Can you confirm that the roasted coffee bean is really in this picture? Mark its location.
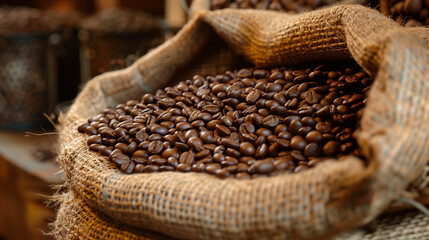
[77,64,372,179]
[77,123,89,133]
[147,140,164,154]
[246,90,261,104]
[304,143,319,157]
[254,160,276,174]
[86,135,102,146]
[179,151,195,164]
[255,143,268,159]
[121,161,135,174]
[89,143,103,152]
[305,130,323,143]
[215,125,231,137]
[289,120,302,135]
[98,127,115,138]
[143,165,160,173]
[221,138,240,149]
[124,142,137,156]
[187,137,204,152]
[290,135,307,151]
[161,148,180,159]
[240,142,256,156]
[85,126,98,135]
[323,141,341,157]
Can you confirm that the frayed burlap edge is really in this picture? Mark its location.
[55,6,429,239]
...
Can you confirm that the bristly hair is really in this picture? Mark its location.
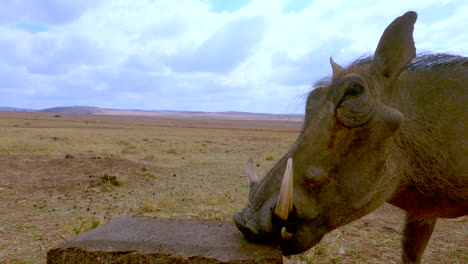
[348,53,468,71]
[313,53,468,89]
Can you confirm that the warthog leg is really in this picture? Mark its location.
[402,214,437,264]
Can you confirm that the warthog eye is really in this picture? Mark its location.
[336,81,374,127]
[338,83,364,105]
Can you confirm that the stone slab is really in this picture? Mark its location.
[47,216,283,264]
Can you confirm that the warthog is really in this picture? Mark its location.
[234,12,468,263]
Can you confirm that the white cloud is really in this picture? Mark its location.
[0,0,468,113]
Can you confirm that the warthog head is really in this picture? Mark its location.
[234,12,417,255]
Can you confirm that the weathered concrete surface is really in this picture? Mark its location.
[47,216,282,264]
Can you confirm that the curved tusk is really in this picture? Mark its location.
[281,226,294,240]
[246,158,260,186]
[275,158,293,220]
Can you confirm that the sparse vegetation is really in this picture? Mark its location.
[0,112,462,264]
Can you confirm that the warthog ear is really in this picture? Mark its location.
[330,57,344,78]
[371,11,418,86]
==
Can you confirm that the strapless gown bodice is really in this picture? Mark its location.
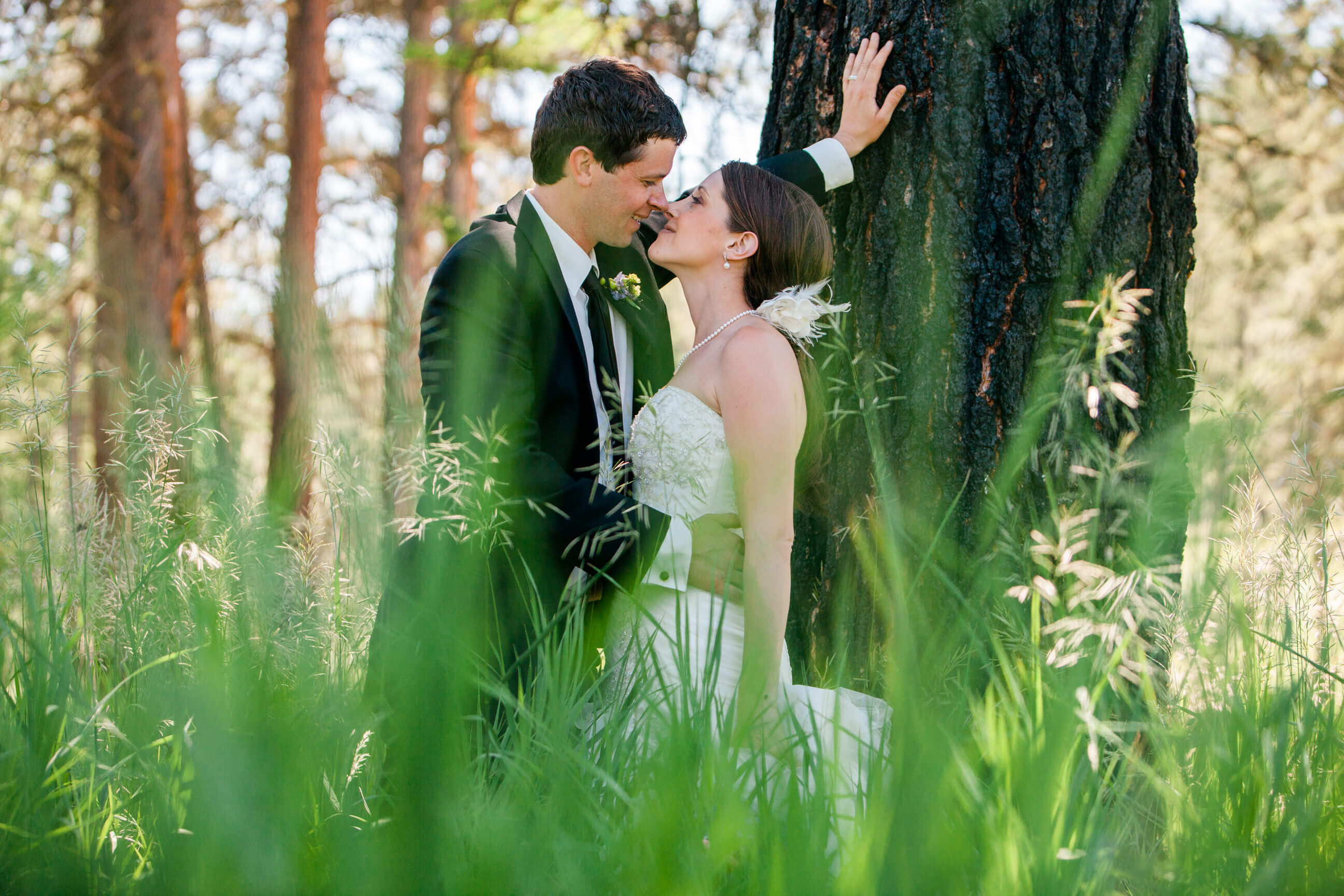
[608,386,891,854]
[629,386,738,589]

Exercise details: Rewrite the lines between the one holding "Can you confirm that the warthog head" and the one holding "[371,11,418,86]", inclusive, replacing "sparse vegetation" with "dry grassland" and leaving everything else unchanged.

In response:
Can you confirm that the warthog head is really in this picture? Mark its location.
[234,12,417,255]
Can you confirm that the weathered concrete surface is really in this picture? Mark its location.
[47,216,282,264]
Can you confirm that the curved tusk is really in this picture? Mark its location.
[281,226,294,240]
[246,158,260,186]
[275,158,293,220]
Can you confirm that the dry grassland is really in this picture? Mark its location.
[0,112,462,264]
Can you confirm that the warthog ear is really in this picture? Mark its location.
[330,57,344,78]
[371,11,418,86]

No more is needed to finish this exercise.